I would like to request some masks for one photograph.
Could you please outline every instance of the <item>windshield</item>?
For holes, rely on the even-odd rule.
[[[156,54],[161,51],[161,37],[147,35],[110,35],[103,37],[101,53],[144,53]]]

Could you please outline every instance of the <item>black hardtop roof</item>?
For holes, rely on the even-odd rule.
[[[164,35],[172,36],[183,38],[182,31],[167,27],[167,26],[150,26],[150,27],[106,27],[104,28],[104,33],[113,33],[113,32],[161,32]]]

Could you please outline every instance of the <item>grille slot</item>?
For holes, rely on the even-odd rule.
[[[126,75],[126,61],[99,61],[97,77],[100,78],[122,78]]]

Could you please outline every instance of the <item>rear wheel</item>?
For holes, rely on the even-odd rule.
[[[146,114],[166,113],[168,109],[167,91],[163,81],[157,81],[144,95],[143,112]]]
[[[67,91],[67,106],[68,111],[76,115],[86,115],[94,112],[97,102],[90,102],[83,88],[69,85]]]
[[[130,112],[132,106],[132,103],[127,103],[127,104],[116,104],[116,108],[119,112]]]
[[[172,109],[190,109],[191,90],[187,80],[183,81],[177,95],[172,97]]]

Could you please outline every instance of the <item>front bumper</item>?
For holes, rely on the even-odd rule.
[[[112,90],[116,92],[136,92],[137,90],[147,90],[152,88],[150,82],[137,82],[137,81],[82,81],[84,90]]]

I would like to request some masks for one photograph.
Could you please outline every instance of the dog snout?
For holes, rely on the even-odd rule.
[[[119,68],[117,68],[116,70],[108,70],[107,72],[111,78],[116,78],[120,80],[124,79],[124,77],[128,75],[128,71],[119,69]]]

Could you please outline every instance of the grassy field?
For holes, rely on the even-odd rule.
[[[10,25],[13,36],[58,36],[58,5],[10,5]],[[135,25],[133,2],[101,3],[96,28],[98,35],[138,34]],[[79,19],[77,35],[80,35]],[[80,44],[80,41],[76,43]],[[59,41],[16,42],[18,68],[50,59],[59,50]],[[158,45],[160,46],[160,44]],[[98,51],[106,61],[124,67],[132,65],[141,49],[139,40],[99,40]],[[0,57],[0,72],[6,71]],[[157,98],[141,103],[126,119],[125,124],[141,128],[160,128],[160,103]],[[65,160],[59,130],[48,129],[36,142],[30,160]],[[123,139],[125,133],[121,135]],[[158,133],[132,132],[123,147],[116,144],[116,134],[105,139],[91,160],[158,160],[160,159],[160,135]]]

┄┄┄┄┄┄┄┄┄┄┄┄┄┄┄┄┄┄┄┄

### [Problem requirements]
Turn the entries above into a numbered list, starting at the line that contains "Could you please outline every instance of the <item>rear" and ending at the last line of the entries. Leave out blank lines.

### [Reply]
1. Could you please outline every instance of the <item>rear wheel</item>?
2. For holes, rely on the even-odd rule.
3. [[[146,114],[166,113],[168,109],[167,91],[163,81],[157,81],[144,95],[143,112]]]
4. [[[67,91],[67,106],[68,111],[76,115],[86,115],[94,112],[97,102],[90,102],[83,88],[69,85]]]
5. [[[130,112],[132,106],[132,103],[127,103],[127,104],[116,104],[116,108],[119,112]]]
6. [[[172,109],[190,109],[191,90],[187,80],[183,81],[177,95],[172,97]]]
7. Could you please outline every instance of the <item>front bumper</item>?
8. For holes, rely on the even-odd rule.
9. [[[112,90],[116,92],[136,92],[137,90],[147,90],[152,88],[150,82],[137,82],[137,81],[82,81],[84,90]]]
10. I would like to request some masks for one photograph.
11. Could you please outline every instance of the dog snout?
12. For holes, rely on the even-odd rule.
13. [[[119,68],[117,68],[116,70],[108,70],[107,72],[111,78],[116,78],[120,80],[124,79],[124,77],[128,75],[128,71],[119,69]]]
14. Could you please outline every instance of the grassy field?
15. For holes, rely on the even-odd rule.
16. [[[10,25],[13,36],[58,36],[58,5],[10,5]],[[135,25],[133,2],[101,3],[96,28],[98,35],[138,34]],[[79,19],[77,35],[80,35]],[[80,44],[80,41],[76,43]],[[59,41],[16,42],[18,68],[50,59],[59,50]],[[158,45],[160,46],[160,44]],[[98,51],[106,61],[124,67],[132,65],[141,49],[139,40],[99,40]],[[0,57],[0,72],[6,71]],[[157,98],[141,103],[126,119],[125,124],[141,128],[160,128],[160,103]],[[65,160],[59,130],[48,129],[36,142],[30,160]],[[123,139],[125,133],[121,135]],[[158,133],[132,132],[123,147],[116,144],[116,134],[105,139],[91,160],[158,160],[160,159],[160,135]]]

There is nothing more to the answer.